Exercise aim
Collect every line of the listing below that contains the string "pink". Matching is case-sensitive.

[Detection annotation records]
>> START

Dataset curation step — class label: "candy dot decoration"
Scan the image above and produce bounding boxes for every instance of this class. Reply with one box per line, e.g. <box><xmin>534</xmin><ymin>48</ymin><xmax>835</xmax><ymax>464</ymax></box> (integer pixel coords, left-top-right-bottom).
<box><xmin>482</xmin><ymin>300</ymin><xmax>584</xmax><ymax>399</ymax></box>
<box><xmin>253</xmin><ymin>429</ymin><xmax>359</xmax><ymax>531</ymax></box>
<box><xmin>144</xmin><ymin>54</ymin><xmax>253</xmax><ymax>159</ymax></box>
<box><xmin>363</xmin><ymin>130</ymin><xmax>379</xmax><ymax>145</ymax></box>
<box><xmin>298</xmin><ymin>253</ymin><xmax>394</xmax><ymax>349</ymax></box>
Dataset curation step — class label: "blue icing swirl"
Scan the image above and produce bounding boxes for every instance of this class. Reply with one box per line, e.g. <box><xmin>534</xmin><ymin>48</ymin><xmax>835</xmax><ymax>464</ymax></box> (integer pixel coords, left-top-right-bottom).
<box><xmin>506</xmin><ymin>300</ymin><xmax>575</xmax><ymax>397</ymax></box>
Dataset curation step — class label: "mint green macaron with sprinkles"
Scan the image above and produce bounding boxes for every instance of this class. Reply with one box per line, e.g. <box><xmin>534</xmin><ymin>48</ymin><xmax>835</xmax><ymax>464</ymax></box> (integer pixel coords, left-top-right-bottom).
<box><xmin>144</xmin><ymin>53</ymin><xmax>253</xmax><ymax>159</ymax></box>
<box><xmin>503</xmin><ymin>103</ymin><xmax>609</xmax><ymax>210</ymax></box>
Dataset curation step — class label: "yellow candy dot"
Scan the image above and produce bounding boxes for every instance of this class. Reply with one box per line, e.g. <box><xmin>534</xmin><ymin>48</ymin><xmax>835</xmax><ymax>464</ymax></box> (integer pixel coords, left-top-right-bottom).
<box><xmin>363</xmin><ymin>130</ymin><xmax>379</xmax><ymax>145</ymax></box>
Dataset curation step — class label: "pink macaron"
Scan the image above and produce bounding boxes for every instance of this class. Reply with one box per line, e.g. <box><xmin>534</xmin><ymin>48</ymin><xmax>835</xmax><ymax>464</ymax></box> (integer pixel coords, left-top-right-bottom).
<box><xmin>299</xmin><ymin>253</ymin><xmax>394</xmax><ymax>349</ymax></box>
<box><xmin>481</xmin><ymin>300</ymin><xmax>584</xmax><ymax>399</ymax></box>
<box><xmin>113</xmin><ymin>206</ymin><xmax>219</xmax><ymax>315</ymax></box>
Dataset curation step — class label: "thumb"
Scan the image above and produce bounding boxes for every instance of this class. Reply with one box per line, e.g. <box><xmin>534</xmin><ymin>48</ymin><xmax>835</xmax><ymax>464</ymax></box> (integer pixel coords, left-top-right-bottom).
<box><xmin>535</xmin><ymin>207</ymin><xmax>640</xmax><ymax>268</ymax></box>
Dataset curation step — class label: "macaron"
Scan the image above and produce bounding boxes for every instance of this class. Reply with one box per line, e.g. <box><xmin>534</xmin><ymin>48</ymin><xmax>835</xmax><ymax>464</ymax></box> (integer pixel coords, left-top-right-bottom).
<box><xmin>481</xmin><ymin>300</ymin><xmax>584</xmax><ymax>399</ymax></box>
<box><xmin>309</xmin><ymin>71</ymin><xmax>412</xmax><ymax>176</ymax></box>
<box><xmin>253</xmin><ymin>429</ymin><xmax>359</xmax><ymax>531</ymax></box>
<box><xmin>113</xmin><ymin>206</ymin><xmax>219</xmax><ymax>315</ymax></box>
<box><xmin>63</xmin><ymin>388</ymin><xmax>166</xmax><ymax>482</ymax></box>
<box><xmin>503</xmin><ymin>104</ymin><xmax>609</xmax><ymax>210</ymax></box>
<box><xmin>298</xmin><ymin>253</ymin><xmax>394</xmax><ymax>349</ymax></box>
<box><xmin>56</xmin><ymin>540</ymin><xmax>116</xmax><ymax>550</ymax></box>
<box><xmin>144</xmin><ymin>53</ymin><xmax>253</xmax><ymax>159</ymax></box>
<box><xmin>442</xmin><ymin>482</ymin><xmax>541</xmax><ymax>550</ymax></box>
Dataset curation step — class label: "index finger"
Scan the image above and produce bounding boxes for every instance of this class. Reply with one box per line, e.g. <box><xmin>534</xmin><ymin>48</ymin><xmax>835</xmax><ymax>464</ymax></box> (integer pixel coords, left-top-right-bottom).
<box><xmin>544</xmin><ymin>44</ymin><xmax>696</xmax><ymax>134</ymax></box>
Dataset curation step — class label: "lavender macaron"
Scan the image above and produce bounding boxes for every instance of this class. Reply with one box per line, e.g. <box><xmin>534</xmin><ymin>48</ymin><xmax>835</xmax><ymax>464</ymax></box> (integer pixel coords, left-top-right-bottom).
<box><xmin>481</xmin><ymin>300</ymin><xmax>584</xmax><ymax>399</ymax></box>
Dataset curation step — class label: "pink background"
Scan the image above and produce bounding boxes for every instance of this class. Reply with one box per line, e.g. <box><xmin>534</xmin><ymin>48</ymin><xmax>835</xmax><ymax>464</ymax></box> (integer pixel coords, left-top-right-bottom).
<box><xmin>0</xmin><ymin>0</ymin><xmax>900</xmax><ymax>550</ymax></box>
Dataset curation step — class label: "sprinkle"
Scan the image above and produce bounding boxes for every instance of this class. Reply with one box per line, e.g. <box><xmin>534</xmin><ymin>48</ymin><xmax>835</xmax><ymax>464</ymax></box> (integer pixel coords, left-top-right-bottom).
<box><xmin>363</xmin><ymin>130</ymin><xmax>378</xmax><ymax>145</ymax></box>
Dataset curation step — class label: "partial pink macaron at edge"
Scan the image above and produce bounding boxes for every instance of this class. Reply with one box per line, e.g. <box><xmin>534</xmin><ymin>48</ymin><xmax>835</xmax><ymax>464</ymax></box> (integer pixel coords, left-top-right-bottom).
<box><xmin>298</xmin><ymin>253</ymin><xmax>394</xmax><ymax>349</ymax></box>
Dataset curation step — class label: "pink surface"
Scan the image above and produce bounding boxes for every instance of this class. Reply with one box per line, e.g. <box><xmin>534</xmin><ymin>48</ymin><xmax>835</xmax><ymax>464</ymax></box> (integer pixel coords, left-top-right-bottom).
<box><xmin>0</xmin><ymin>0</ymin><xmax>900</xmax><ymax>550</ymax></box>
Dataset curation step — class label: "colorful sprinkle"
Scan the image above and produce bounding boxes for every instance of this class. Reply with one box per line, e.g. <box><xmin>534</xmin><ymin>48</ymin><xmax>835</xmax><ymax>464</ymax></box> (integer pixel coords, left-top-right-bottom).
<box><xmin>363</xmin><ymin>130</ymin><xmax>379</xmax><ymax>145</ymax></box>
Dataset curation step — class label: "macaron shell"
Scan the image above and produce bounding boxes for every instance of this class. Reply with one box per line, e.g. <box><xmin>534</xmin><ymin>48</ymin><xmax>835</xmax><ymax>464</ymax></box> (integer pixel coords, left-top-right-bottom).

>> END

Complete answer
Dataset curation step — class label: "pink macaron"
Dataset curation step — class label: "pink background"
Dataset curation step — class label: "partial pink macaron at edge"
Dataset curation step — class label: "pink surface"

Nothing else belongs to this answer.